Depending on which forum software the forum you wish to scrape from runs, different options are available for your options file. Here are sample options files for both currently supported forum types - adjust these options as required. The meaning of each option is described further below.

Sample options files

phpBB

forum_type=phpbb
base_url=http://example.com/phpBB
extract_user_id=1234
extract_user=John Smith
login_user=Mary Jones
login_password=abc123
start_from_date=2014-10-17 19:46
php_timezone=America/Los_Angeles
debug=1

XenForo

forum_type=xenforo
base_url=http://example.com/forum
extract_user_id=example-username.12345
start_from_date=2013-05-31 07:30
php_timezone=Australia/Hobart
thread_url_prefix=thread/
non_us_date_format=
debug=0

The options

First note that logging in to XenForo forums is not yet supported, hence the lack of login_user and login_password options for forums of that type (nor is extract_user supported for XenForo forums).

  • forum_type: Required. One of phpbb or xenforo (case sensitive).

  • base_url: Required. The URL that appears in your browser's address bar when you access the forum, with everything onwards from (and including) the filename/path of whichever script is being accessed stripped off - for phpBB forums the start of the stripped-off part will be e.g. /index.php or /viewtopic.php, and for XenForo forums, it will be e.g. /threads or /forums. Ideally, you would remove any trailing forward slash from the final URL, but scraping will almost certainly still work even if you don't.

  • extract_user_id: Required. Set this to the user ID of the user whose posts are to be extracted. You can find a user's ID by hovering your cursor over a hyperlink to their name, and taking note of, in the URL in the browser's status bar: for phpBB forums, the number that appears after "&u="; for XenForo forums, everything that appears between "/members/" and the next "/" (i.e. this will be something like "my-member-name.12345").

  • extract_user: Optional. Applies to phpBB forums only. Set this to the username corresponding to the extract_user_id - this saves FUPS from having to look this value up, which it often can only do when you are logged in, so this additionally might save you from having to provide values for login_user or login_password.

  • login_user: Optional. Applies to phpBB forums only. Set this to the username of the user whom you wish to log in as (it's fine to set it to the same value as extract_user). If unset, FUPS will not log in. If supplied, then the timestamps associated with each post will be according to the timezone specified in this user's preferences, rather than the board default. Also, some boards require you to be logged in so that you can view posts.

  • login_password: Optional. Applies to phpBB forums only. Set this to the password associated with the login_user user.

  • start_from_date: Optional. Set this to the datetime of the earliest post to be extracted i.e. only posts of this datetime and later will be extracted. If not set then all posts will be extracted. This value is parsed with PHP's strtotime() function, so check that link for details on what it should look like. An example of something that will work is: 2013-04-30 15:30.

**Data provided**
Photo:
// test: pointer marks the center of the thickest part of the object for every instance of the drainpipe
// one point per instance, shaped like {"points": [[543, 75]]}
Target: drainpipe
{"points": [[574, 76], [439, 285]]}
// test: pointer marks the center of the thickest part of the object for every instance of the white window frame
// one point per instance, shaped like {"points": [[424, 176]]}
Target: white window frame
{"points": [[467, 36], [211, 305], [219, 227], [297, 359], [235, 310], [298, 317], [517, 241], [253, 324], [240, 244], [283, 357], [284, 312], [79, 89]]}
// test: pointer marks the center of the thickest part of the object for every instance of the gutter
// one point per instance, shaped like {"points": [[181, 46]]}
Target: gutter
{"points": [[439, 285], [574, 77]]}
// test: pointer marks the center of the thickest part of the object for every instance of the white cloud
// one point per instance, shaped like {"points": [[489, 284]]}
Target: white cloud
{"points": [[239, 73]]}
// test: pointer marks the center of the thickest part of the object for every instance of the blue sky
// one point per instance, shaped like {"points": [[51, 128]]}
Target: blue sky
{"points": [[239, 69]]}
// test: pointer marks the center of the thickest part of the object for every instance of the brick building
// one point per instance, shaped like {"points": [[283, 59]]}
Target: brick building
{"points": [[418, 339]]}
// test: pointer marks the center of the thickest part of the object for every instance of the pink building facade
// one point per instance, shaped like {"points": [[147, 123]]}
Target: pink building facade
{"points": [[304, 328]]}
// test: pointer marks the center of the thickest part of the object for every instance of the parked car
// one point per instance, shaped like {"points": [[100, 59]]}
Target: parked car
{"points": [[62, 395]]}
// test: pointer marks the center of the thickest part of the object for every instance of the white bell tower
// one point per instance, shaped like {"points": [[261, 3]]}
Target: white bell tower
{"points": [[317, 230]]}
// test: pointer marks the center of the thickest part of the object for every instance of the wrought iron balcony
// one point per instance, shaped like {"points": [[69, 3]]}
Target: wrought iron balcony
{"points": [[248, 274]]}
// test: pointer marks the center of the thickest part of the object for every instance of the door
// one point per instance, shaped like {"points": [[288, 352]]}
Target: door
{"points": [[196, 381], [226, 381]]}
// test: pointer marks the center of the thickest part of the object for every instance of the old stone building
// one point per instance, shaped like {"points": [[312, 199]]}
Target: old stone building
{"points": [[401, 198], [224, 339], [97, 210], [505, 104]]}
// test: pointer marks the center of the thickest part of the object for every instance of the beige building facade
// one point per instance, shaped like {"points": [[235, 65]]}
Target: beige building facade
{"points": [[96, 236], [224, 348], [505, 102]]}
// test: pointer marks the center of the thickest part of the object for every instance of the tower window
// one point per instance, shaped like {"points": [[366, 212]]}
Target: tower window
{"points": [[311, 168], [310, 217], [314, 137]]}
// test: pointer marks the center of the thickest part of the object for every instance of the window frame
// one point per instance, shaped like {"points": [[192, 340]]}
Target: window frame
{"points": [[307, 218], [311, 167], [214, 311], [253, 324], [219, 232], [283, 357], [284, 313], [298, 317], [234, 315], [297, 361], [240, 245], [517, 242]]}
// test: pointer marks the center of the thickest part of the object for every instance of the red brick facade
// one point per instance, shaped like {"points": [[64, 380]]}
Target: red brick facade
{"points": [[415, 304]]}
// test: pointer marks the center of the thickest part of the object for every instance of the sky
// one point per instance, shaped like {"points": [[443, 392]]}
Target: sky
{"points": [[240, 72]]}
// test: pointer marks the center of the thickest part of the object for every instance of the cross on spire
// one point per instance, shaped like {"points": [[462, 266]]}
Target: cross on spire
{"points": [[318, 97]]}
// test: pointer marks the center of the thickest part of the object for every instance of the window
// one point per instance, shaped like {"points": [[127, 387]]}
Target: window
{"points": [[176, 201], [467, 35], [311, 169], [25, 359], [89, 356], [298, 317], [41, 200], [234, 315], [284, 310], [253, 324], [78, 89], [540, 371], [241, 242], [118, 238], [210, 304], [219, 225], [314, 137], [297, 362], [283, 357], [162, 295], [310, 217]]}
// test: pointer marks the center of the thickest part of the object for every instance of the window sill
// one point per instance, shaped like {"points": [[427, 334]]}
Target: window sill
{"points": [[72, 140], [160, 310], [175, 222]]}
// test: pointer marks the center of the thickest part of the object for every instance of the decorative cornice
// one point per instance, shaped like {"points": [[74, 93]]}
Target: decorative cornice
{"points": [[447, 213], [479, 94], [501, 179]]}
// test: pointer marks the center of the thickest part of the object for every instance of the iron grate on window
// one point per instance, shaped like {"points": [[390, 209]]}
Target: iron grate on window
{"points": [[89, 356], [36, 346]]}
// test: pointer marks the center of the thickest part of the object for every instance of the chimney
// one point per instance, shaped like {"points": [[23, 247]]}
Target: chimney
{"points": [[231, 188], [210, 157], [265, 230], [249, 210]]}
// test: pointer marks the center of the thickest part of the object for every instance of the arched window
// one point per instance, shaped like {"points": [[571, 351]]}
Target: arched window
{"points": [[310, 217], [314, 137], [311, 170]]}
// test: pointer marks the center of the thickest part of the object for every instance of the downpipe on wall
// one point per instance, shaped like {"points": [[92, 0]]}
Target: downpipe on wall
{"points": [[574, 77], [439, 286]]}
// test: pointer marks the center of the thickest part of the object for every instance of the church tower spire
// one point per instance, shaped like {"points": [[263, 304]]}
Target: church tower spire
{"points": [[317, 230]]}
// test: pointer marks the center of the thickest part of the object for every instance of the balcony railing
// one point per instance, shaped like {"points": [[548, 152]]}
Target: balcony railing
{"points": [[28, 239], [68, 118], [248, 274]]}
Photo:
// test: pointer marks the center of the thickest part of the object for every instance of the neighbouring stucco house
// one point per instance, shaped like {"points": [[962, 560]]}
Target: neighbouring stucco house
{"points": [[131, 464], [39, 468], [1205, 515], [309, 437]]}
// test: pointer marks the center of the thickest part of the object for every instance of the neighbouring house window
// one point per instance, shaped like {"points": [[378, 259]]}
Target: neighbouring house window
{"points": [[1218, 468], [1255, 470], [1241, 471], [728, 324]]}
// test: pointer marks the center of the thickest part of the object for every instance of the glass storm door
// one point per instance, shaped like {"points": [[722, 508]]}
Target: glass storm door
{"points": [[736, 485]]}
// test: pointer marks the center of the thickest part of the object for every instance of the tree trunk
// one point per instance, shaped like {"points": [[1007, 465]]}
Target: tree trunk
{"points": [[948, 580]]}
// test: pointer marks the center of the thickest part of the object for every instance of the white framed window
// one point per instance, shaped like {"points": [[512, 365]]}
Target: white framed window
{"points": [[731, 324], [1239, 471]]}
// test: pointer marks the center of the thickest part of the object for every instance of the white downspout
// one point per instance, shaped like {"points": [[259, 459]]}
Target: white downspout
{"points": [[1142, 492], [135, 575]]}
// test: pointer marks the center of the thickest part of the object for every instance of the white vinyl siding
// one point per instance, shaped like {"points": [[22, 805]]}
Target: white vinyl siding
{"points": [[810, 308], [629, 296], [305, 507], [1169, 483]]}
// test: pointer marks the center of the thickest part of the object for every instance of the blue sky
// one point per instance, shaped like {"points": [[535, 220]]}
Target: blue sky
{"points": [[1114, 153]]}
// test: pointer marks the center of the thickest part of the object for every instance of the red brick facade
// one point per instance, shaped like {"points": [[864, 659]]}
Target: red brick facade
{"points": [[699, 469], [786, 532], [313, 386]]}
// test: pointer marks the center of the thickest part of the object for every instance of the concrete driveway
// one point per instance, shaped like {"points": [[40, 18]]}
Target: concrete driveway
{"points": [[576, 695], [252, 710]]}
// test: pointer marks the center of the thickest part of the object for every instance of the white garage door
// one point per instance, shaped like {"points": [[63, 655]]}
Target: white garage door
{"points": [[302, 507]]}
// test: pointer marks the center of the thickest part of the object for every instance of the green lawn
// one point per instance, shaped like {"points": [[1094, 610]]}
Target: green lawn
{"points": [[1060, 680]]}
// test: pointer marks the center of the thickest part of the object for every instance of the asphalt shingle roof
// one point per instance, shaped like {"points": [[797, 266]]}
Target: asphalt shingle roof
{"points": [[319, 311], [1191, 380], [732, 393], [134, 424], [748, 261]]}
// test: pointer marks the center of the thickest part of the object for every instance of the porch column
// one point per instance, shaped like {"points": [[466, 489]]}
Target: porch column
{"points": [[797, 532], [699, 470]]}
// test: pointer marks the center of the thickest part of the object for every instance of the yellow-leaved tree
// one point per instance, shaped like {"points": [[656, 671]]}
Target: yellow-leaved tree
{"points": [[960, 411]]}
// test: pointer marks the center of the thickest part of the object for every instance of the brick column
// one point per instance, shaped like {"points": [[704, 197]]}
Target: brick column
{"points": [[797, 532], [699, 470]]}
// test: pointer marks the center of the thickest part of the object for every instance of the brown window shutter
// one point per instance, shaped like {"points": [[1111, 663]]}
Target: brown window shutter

**Task to complete**
Continue the forum-scraping options guide above, starting after its description of start_from_date.

**Result of the exercise**
  • php_timezone: Required. Set this to the timezone in which the user's posts were made. It is a required setting (because PHP requires the timezone to be set), however it only affects the parsing of the start_from_date setting, so it is safe to leave it set to the default if you are not supplying a value for the start_from_date setting. Valid values are listed starting here.

  • non_us_date_format: Optional. The mere presence of this setting indicates that it should take effect; omit it completely for it to have no effect. Include it when the forum from which you're scraping outputs dates in the non-US ordering dd/mm rather than the US ordering mm/dd, but only if the day and month are specified by digits and separated by forward slashes.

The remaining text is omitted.